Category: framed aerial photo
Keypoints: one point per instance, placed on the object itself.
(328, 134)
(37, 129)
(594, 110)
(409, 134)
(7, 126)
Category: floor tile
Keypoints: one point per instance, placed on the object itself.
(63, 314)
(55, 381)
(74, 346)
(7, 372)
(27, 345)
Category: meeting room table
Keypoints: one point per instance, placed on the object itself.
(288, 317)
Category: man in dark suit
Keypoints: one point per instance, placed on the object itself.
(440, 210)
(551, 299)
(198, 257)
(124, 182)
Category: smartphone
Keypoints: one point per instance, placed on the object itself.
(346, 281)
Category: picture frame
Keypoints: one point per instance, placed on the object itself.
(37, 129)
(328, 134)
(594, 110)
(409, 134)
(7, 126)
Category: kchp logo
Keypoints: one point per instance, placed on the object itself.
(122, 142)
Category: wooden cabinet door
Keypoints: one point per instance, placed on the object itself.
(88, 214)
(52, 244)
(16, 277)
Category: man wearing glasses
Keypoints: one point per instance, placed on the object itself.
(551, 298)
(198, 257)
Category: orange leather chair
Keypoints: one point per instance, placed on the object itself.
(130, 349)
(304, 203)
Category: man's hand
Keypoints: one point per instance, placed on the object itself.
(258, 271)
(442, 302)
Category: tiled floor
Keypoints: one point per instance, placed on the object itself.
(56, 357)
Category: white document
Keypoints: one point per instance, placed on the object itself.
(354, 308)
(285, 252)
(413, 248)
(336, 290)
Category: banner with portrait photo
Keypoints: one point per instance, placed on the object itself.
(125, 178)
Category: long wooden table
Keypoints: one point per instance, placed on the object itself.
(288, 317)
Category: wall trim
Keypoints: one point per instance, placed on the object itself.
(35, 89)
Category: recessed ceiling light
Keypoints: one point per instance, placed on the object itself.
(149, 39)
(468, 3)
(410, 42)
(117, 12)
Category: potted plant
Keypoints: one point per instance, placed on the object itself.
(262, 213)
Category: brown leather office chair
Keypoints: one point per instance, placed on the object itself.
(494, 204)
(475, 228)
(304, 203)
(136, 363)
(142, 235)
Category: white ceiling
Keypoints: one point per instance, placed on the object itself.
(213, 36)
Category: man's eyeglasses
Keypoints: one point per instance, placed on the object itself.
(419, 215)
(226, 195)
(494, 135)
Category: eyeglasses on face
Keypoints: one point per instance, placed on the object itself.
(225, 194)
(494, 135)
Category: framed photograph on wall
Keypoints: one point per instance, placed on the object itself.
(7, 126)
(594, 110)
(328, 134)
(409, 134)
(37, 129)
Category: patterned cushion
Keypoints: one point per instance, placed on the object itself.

####################

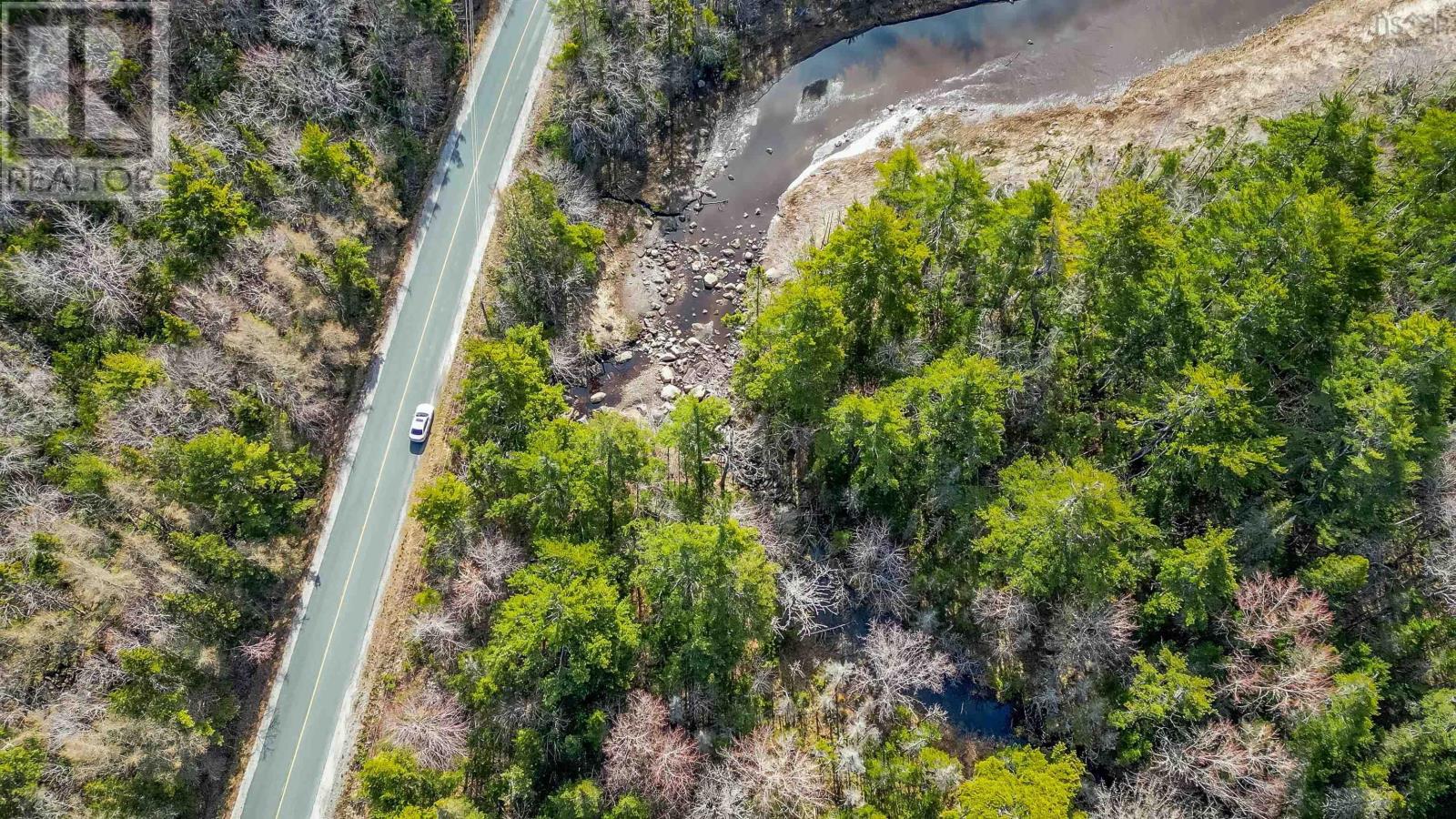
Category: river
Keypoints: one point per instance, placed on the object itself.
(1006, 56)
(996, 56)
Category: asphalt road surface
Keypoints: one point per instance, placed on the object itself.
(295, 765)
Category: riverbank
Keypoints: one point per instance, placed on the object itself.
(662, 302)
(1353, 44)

####################

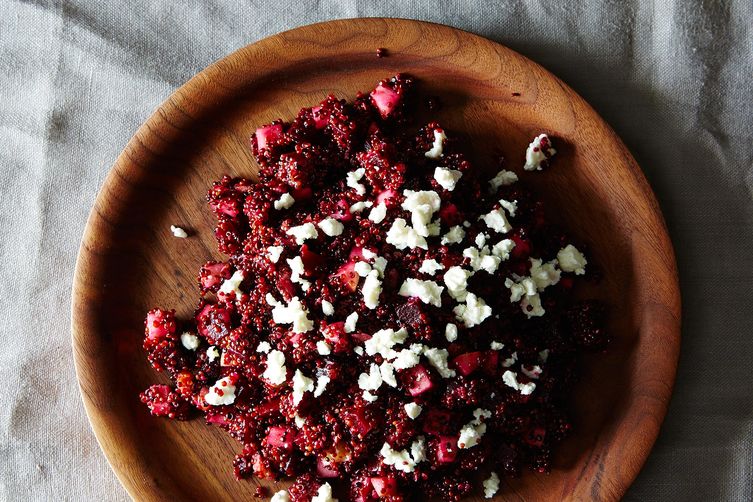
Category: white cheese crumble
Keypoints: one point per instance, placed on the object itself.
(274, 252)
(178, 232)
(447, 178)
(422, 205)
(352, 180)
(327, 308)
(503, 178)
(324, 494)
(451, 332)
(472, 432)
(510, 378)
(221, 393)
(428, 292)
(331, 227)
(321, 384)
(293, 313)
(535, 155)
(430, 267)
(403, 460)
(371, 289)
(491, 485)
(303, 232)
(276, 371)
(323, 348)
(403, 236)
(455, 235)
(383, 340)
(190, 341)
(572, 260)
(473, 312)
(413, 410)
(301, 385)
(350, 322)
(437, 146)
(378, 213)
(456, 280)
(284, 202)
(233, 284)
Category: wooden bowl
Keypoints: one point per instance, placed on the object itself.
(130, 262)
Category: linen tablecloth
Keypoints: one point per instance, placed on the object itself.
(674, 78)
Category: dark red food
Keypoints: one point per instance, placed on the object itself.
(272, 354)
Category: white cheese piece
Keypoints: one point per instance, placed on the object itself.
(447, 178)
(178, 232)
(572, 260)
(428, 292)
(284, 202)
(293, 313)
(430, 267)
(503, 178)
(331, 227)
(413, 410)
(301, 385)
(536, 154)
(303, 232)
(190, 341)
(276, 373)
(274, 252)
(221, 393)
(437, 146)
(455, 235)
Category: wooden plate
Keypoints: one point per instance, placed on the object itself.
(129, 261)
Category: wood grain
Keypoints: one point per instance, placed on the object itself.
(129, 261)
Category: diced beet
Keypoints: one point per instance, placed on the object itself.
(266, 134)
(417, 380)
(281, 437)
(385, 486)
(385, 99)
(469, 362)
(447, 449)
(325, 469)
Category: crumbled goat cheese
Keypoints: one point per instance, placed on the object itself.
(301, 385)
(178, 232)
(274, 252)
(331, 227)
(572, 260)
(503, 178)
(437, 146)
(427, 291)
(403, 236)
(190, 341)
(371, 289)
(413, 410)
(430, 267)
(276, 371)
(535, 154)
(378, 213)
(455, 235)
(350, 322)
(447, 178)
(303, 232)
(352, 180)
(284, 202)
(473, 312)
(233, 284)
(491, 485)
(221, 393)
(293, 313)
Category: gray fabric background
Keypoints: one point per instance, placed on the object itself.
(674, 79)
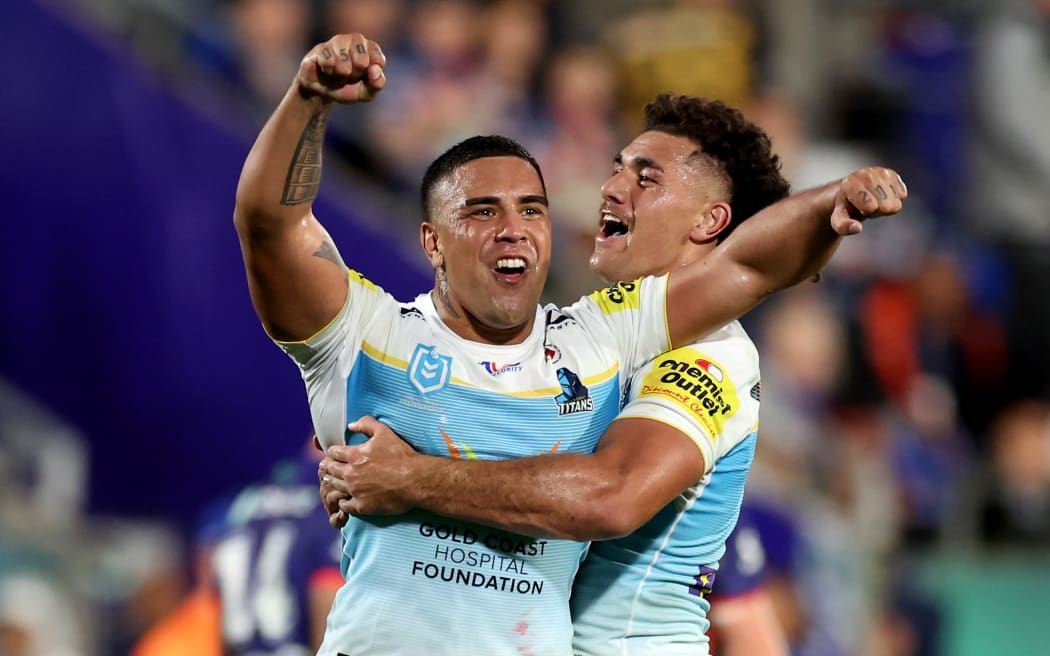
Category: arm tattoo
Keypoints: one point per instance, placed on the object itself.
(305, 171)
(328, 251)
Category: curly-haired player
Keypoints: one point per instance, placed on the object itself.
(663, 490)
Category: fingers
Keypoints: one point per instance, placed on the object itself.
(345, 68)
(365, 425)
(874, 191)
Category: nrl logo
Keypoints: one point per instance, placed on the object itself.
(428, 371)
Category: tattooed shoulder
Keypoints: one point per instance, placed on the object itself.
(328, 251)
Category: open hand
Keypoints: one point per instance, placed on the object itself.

####################

▶ [Required work] The answer is the run of lines above from the line containing "Category: framed aerial photo" through the line containing "Category: meeting room table", copied exactly and alone.

▶ [Answer to this task]
Category: framed aerial photo
Keypoints: one point per instance, placed on the object itself.
(328, 134)
(37, 129)
(594, 110)
(409, 134)
(7, 126)
Category: floor tile
Keypoints: one point per instance, placed on the object itself.
(63, 314)
(55, 381)
(74, 346)
(7, 372)
(27, 345)
Category: meeting room table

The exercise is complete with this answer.